— Information given —
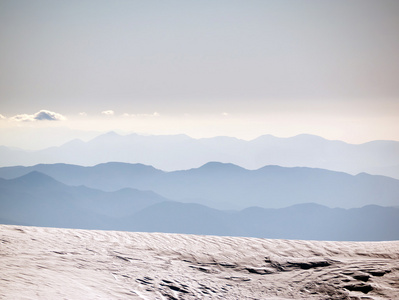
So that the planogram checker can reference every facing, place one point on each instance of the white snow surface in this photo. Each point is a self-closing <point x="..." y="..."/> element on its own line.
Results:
<point x="52" y="263"/>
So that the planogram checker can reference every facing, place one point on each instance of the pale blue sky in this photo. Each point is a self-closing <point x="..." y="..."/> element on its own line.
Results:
<point x="280" y="67"/>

— Exercise brief —
The response should contain every record above exactly as written, and none of the pictures.

— Task solution —
So that the planogram checker can reference every facing, place one point on each instance of the white snow surface in this photo. Each point is a self-closing <point x="..." y="..."/> element on its own line.
Results:
<point x="52" y="263"/>
So that the planogram checker can reference every facing, place one point on each instance of the pale blue sky in this photo. Each point is a self-closing <point x="..." y="..."/> element on its own line.
Results:
<point x="280" y="67"/>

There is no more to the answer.